TEXTO DE LECTURA:

'''

El universo familiar no existe en su submundo postmoderno y como dijimos al principio, desvinculado de cualquier tradición o hipótesis visual. No existen familias pero sí madres, y siempre con algún punto de heroísmo, coraje, sacrificio o, al menos, un natural valor positivo.

Lo que sí existe en sus películas son formas alternativas de convivencia, que tampoco resultan convincentes, pero que tratan de esconder o mitigar la soledad de sus personajes: parejas lésbicas, tríos amorosos, relaciones incestuosas… En varias películas, Almodóvar recurre a la violación como un intento desesperado de acceder a un amor vedado o no correspondido (Kika, Matador, ¡Átame!, Hable con ella…) e incluso al crimen como forma extrema de liberarse de las circunstancias reales que los personajes ya no saben cómo afrontar.

'''

TAREA POR REALIZAR: Resume en dos oraciones el texto sobre las películas de Almodóvar.

EXTRACTO DE DATOS:
'''

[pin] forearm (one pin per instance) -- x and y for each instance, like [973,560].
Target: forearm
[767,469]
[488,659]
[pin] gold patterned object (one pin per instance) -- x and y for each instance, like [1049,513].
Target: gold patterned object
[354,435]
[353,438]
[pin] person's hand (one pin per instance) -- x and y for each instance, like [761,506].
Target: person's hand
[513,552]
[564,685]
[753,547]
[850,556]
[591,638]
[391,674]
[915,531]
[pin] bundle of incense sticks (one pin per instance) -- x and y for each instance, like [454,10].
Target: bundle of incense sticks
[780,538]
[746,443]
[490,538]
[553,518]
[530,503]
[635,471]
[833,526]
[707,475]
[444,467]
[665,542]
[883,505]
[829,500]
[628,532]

'''
'''

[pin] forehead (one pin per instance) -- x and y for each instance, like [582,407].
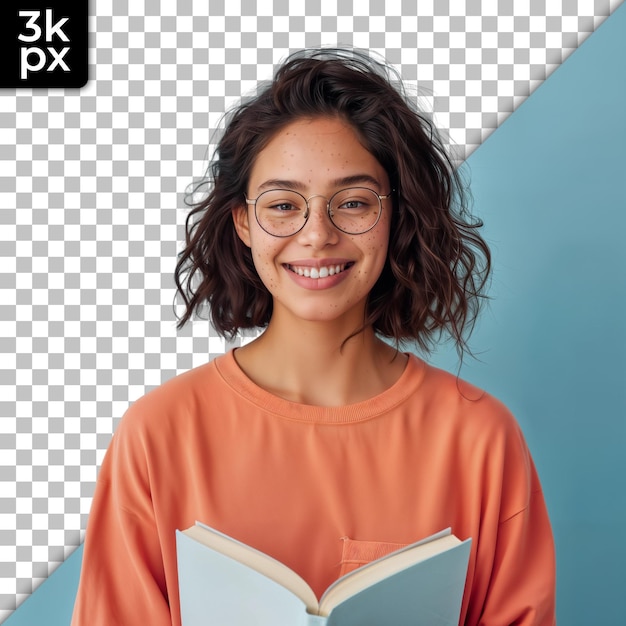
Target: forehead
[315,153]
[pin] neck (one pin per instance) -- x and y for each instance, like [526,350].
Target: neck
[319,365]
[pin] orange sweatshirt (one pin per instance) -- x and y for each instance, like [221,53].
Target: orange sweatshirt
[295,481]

'''
'''

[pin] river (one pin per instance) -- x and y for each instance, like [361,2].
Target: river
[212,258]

'''

RESPUESTA DEL EJERCICIO: En el cine de Almodóvar no existen familias, pero sí madres, siempre con algún rasgo de heroísmo, coraje, sacrificio o, al menos, un valor positivo. Sus películas muestran formas alternativas de convivencia poco convincentes que tratan de mitigar la soledad de los personajes, y en varias de ellas se recurre a la violación como intento desesperado de acceder a un amor vedado o no correspondido, e incluso al crimen como forma extrema de liberarse de sus circunstancias.